◆ TASK DETAILS: All that is needed is the line containing "Would you mind indicating the green stem" and the lines after it to the end of the material, written out exactly, pictures left aside.

:: ENTRIES PROVIDED ::

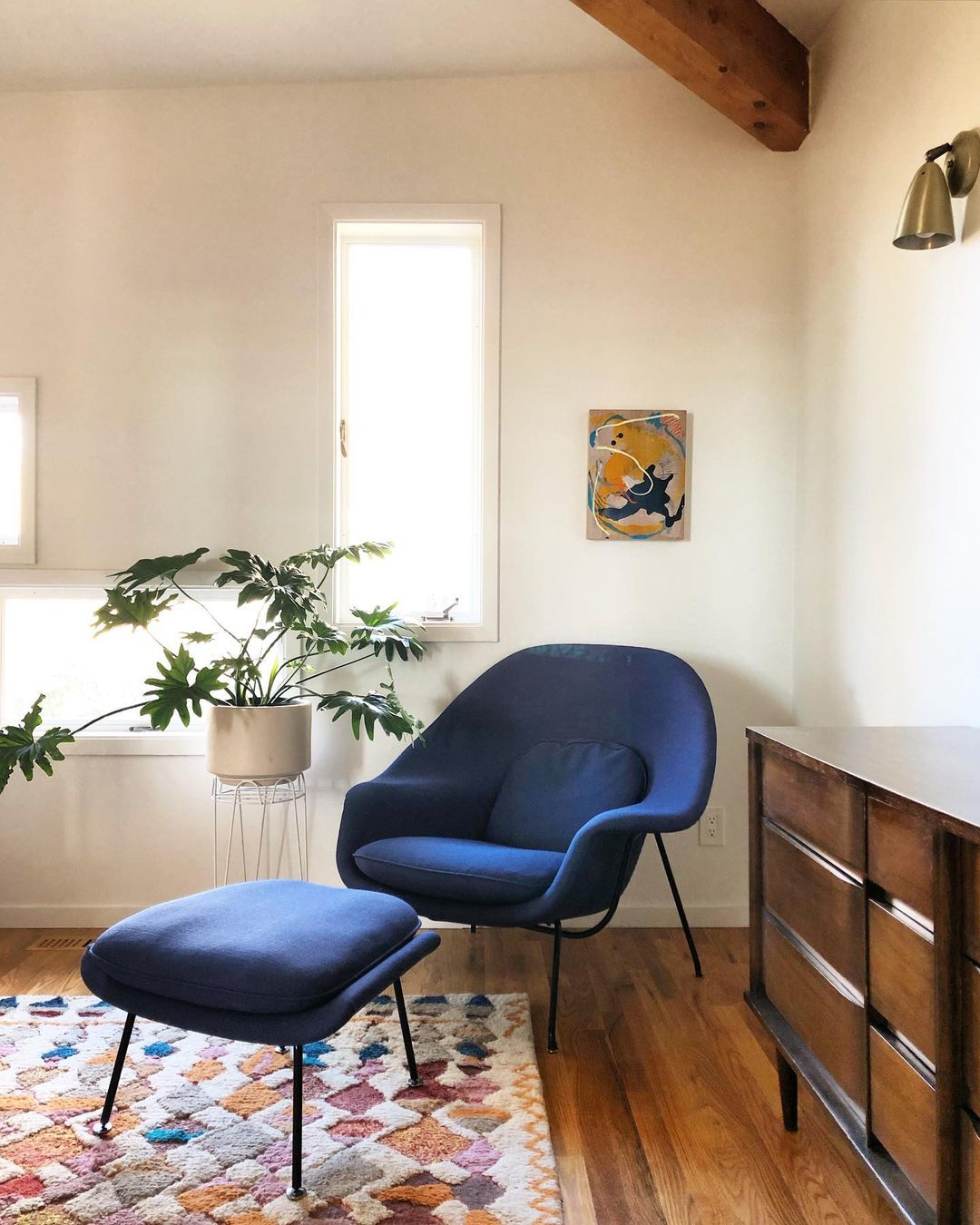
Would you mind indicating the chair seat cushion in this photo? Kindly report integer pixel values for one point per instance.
(553, 789)
(459, 868)
(259, 947)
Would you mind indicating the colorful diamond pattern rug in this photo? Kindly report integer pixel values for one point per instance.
(201, 1129)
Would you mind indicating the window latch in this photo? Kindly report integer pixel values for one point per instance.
(445, 615)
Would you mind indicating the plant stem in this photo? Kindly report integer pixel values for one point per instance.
(107, 716)
(201, 604)
(290, 682)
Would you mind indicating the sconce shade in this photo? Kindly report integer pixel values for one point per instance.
(926, 220)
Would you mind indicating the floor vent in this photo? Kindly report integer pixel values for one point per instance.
(59, 945)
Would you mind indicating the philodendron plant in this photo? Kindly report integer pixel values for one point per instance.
(273, 664)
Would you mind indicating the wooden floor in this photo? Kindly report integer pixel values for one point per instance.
(663, 1100)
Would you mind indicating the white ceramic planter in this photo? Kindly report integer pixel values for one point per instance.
(261, 742)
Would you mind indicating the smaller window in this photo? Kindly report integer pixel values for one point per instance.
(16, 471)
(48, 646)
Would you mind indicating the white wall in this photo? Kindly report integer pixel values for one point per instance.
(158, 276)
(888, 599)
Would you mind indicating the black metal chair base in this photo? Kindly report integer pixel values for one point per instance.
(556, 931)
(297, 1191)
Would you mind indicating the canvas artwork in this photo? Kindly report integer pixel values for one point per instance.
(637, 475)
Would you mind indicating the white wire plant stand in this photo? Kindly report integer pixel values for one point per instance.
(269, 794)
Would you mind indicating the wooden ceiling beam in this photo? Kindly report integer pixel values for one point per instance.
(731, 53)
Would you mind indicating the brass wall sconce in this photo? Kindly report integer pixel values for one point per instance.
(926, 218)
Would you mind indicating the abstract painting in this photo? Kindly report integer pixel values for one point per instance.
(637, 475)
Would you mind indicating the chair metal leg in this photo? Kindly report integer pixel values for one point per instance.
(788, 1092)
(103, 1126)
(297, 1191)
(553, 1006)
(679, 904)
(413, 1072)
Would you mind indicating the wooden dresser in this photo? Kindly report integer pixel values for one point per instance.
(865, 945)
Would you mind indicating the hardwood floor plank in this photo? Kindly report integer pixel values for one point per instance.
(663, 1099)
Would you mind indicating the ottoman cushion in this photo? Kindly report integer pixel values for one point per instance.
(269, 947)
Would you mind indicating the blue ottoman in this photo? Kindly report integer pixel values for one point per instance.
(279, 962)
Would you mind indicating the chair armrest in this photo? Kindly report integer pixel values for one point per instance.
(597, 849)
(416, 805)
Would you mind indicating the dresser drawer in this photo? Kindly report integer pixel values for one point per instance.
(818, 1008)
(970, 860)
(970, 1161)
(823, 810)
(972, 1034)
(903, 1113)
(819, 903)
(903, 976)
(899, 855)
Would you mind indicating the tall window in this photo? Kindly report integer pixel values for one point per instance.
(413, 331)
(16, 471)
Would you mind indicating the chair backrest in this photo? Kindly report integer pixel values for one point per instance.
(602, 699)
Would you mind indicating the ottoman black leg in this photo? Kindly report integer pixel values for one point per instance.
(297, 1191)
(103, 1126)
(413, 1072)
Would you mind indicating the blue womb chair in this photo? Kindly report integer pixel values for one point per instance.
(529, 798)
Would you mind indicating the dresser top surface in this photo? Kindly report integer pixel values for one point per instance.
(937, 769)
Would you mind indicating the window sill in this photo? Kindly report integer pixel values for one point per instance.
(137, 744)
(448, 631)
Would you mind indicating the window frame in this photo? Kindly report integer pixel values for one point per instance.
(105, 739)
(329, 487)
(24, 553)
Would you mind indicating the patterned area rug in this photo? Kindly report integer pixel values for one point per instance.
(201, 1130)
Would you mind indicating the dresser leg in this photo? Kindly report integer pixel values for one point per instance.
(788, 1091)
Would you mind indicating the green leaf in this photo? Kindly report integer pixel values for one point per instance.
(381, 707)
(22, 748)
(175, 692)
(136, 609)
(386, 633)
(150, 570)
(289, 594)
(325, 556)
(320, 639)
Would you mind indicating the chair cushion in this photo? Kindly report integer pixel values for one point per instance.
(458, 868)
(553, 789)
(265, 946)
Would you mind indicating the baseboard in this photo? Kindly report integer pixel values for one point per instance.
(629, 916)
(63, 916)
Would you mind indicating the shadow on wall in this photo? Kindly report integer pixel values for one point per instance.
(739, 703)
(972, 216)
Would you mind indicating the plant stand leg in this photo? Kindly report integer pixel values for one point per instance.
(789, 1088)
(297, 1191)
(104, 1126)
(553, 1006)
(413, 1071)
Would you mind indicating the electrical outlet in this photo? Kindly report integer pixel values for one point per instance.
(710, 829)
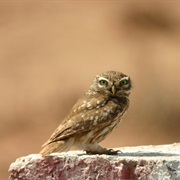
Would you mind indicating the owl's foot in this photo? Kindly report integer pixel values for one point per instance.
(99, 150)
(107, 151)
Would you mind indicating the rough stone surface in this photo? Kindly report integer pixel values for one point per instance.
(142, 162)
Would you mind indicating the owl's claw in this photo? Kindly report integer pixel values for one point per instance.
(105, 151)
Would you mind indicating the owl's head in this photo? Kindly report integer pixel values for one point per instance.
(112, 83)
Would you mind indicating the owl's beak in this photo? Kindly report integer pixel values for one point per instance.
(113, 90)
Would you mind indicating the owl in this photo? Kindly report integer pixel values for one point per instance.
(93, 117)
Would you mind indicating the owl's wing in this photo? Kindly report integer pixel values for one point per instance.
(87, 114)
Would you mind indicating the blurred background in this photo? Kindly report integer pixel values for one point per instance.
(51, 50)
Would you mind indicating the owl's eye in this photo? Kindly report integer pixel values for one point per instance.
(103, 82)
(124, 82)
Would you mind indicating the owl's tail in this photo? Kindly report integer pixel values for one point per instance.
(57, 146)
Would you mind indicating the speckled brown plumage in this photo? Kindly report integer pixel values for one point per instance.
(94, 116)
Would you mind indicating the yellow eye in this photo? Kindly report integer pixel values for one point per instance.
(124, 82)
(103, 82)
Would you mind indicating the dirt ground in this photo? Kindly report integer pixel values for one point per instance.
(51, 50)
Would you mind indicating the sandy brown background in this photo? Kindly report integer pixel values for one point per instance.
(51, 50)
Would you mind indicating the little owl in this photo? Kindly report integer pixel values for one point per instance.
(93, 117)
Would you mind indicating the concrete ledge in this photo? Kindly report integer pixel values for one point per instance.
(142, 162)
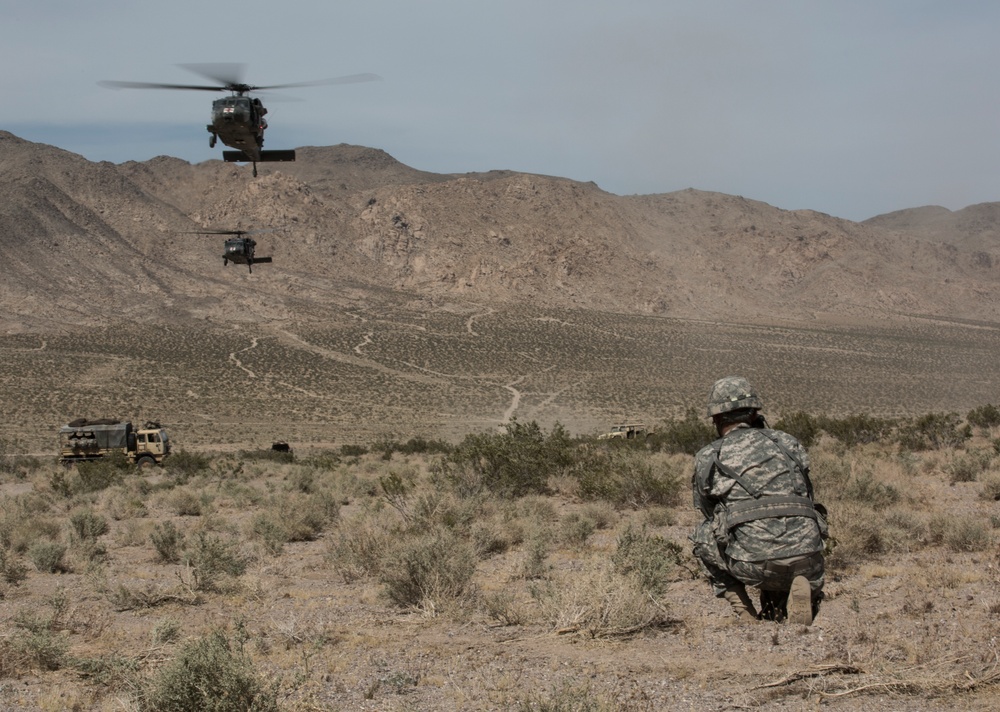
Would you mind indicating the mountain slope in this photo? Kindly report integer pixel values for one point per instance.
(82, 241)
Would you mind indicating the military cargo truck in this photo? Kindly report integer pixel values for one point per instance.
(625, 431)
(84, 439)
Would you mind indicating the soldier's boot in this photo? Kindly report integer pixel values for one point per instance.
(740, 601)
(800, 602)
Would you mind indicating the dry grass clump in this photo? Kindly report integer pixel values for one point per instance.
(598, 602)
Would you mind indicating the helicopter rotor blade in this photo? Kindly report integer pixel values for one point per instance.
(225, 73)
(239, 233)
(349, 79)
(215, 232)
(153, 85)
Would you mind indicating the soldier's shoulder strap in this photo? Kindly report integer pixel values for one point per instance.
(730, 472)
(800, 466)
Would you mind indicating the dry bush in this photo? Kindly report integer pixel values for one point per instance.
(359, 547)
(186, 502)
(211, 673)
(968, 466)
(599, 603)
(629, 478)
(428, 569)
(649, 559)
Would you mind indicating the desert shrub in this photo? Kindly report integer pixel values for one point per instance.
(88, 525)
(96, 475)
(856, 429)
(165, 631)
(305, 516)
(48, 556)
(269, 530)
(495, 536)
(859, 533)
(168, 541)
(933, 431)
(984, 416)
(122, 504)
(112, 672)
(600, 603)
(686, 435)
(967, 534)
(429, 568)
(413, 446)
(43, 649)
(575, 528)
(185, 503)
(211, 674)
(501, 607)
(359, 550)
(991, 489)
(967, 467)
(184, 465)
(864, 488)
(650, 559)
(511, 464)
(12, 571)
(13, 463)
(24, 520)
(268, 455)
(212, 560)
(626, 478)
(800, 425)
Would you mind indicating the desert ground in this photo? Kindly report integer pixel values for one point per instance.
(376, 569)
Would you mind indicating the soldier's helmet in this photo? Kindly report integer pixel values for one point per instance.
(732, 393)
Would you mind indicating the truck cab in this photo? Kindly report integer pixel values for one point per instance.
(151, 441)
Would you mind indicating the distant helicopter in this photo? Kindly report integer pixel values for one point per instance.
(238, 249)
(238, 119)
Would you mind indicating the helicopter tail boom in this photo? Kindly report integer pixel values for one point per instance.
(265, 157)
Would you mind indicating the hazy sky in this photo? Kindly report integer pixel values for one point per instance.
(849, 107)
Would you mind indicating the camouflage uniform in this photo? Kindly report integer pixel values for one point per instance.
(760, 528)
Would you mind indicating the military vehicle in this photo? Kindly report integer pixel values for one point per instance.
(83, 440)
(238, 119)
(625, 431)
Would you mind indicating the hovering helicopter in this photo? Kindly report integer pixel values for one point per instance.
(238, 249)
(238, 119)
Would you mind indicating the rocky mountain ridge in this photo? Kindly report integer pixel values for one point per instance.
(87, 242)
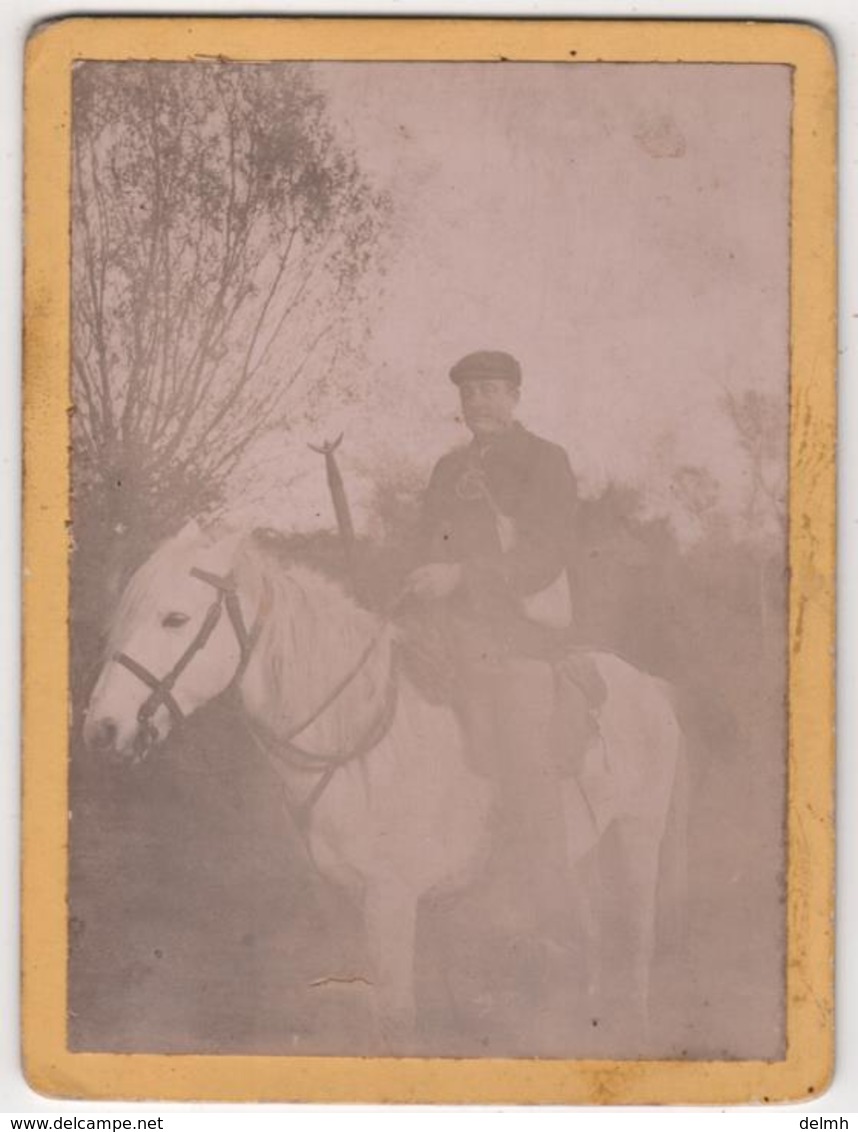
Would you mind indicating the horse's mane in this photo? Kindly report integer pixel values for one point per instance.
(312, 634)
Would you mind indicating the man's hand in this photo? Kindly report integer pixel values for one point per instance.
(437, 580)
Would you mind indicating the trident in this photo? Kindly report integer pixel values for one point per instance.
(341, 503)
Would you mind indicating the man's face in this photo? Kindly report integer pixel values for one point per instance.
(488, 406)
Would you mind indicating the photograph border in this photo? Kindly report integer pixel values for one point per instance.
(49, 1065)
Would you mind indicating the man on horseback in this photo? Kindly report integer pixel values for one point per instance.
(496, 541)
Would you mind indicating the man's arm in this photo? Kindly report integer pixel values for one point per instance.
(541, 546)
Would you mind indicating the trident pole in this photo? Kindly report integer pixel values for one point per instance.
(341, 503)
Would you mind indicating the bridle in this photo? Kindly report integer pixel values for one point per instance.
(325, 766)
(162, 687)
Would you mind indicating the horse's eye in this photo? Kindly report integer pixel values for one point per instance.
(174, 620)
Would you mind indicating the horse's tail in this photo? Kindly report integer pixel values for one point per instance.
(674, 855)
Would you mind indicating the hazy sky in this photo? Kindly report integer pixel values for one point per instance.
(621, 229)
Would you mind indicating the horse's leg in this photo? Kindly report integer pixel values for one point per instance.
(389, 911)
(640, 846)
(586, 890)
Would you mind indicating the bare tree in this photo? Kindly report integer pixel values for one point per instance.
(762, 435)
(221, 240)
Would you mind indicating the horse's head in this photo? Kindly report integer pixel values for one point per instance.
(180, 636)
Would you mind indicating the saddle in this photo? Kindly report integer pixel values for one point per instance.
(430, 663)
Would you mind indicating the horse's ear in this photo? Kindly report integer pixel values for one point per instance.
(190, 532)
(221, 554)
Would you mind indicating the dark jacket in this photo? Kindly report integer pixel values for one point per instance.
(517, 480)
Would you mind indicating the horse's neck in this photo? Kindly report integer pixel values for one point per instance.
(312, 639)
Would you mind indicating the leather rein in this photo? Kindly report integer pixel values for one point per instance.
(283, 747)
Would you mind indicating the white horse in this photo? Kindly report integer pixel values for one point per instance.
(377, 775)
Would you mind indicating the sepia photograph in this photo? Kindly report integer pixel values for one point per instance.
(429, 558)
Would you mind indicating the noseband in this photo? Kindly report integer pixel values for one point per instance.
(162, 689)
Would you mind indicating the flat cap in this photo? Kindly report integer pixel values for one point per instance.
(487, 366)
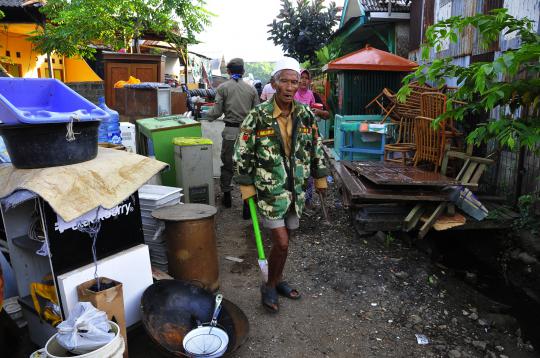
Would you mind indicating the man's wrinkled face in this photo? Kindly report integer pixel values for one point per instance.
(305, 81)
(286, 86)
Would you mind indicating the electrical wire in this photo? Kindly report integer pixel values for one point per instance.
(92, 229)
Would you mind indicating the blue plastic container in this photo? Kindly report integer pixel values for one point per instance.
(43, 100)
(111, 126)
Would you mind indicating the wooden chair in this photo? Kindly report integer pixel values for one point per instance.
(469, 177)
(391, 107)
(432, 105)
(430, 141)
(404, 144)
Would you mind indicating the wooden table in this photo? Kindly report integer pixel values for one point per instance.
(359, 189)
(392, 174)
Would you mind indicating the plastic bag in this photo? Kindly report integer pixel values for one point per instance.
(85, 330)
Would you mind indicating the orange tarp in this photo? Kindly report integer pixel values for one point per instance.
(371, 59)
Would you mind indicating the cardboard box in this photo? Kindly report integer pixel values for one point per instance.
(110, 300)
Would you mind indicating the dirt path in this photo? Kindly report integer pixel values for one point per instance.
(361, 297)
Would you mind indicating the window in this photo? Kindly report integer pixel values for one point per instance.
(13, 69)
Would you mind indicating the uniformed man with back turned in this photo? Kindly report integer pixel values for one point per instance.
(234, 99)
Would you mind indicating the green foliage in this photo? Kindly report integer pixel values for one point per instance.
(303, 29)
(260, 70)
(74, 25)
(509, 84)
(329, 52)
(527, 220)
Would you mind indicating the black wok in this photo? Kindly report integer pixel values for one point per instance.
(170, 308)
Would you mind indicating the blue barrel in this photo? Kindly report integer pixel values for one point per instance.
(109, 130)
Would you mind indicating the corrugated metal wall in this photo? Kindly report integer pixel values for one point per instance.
(520, 9)
(360, 87)
(501, 178)
(465, 40)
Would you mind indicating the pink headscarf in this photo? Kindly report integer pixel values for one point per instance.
(305, 96)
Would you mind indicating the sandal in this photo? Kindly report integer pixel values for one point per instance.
(269, 299)
(285, 290)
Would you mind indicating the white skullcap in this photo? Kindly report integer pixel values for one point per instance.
(286, 63)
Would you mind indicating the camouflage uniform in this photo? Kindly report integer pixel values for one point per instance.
(261, 161)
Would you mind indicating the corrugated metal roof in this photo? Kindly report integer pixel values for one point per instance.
(382, 5)
(371, 59)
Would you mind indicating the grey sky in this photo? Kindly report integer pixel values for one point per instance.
(240, 30)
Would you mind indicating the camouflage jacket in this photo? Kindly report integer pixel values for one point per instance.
(260, 159)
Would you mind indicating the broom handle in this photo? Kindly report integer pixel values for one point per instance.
(256, 229)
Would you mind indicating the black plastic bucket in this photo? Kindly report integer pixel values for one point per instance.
(45, 145)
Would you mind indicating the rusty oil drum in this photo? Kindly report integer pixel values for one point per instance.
(191, 243)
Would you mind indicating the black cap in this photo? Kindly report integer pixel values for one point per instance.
(236, 63)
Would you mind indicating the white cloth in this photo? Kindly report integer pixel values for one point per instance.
(73, 190)
(268, 92)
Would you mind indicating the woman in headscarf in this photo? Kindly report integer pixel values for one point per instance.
(305, 95)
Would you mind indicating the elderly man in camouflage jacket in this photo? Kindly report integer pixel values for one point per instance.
(276, 152)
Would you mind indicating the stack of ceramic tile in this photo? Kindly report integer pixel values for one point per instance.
(153, 197)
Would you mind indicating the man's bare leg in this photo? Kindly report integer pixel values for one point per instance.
(278, 255)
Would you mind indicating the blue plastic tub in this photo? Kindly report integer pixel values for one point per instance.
(43, 100)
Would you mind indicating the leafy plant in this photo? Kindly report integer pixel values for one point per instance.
(303, 29)
(74, 27)
(329, 52)
(527, 220)
(509, 85)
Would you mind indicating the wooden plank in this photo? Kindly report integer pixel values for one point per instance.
(466, 156)
(429, 223)
(348, 181)
(412, 218)
(384, 173)
(462, 171)
(469, 172)
(446, 222)
(479, 171)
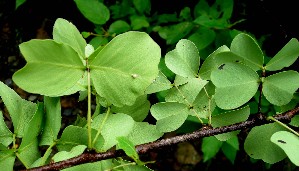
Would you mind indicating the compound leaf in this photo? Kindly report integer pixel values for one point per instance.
(230, 80)
(169, 115)
(285, 57)
(65, 32)
(279, 88)
(258, 145)
(125, 67)
(20, 110)
(52, 68)
(184, 59)
(246, 47)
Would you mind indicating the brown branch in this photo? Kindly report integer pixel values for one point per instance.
(257, 120)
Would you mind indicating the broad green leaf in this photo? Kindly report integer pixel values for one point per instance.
(73, 136)
(138, 111)
(279, 88)
(43, 160)
(246, 47)
(258, 145)
(211, 63)
(6, 136)
(169, 115)
(285, 57)
(29, 151)
(184, 59)
(112, 128)
(125, 67)
(125, 144)
(7, 160)
(210, 147)
(204, 103)
(20, 110)
(142, 6)
(138, 22)
(202, 37)
(229, 118)
(144, 132)
(94, 10)
(52, 121)
(230, 148)
(65, 32)
(186, 93)
(159, 84)
(64, 155)
(119, 26)
(230, 80)
(172, 34)
(289, 143)
(52, 68)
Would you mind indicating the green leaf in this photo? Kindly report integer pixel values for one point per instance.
(29, 151)
(230, 80)
(204, 103)
(144, 132)
(7, 160)
(169, 115)
(142, 6)
(64, 155)
(285, 57)
(125, 67)
(230, 149)
(279, 88)
(94, 11)
(295, 121)
(6, 137)
(228, 118)
(184, 59)
(289, 143)
(159, 84)
(172, 34)
(258, 145)
(112, 128)
(20, 110)
(125, 144)
(246, 47)
(211, 63)
(210, 147)
(52, 68)
(65, 32)
(52, 120)
(186, 93)
(73, 136)
(119, 26)
(138, 111)
(139, 22)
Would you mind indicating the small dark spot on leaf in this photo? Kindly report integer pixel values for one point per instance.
(221, 66)
(281, 141)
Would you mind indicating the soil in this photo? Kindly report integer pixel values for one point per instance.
(35, 19)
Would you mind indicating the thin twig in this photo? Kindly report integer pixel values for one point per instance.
(259, 119)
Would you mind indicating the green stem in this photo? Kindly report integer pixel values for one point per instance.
(89, 107)
(101, 126)
(284, 125)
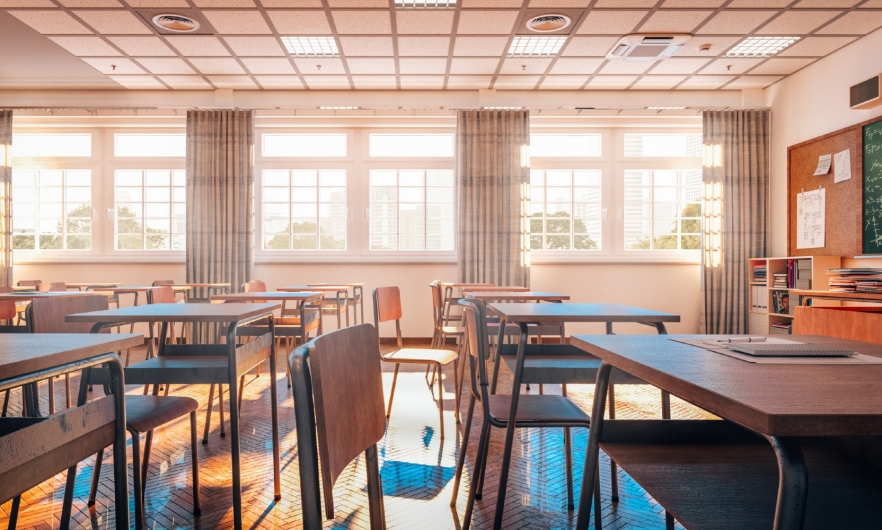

:::

◆ ANSWER SPACE:
Would you mind indicating the green stem in this photo? Kindly report integer pixel values for one point per instance.
(89, 107)
(101, 126)
(284, 125)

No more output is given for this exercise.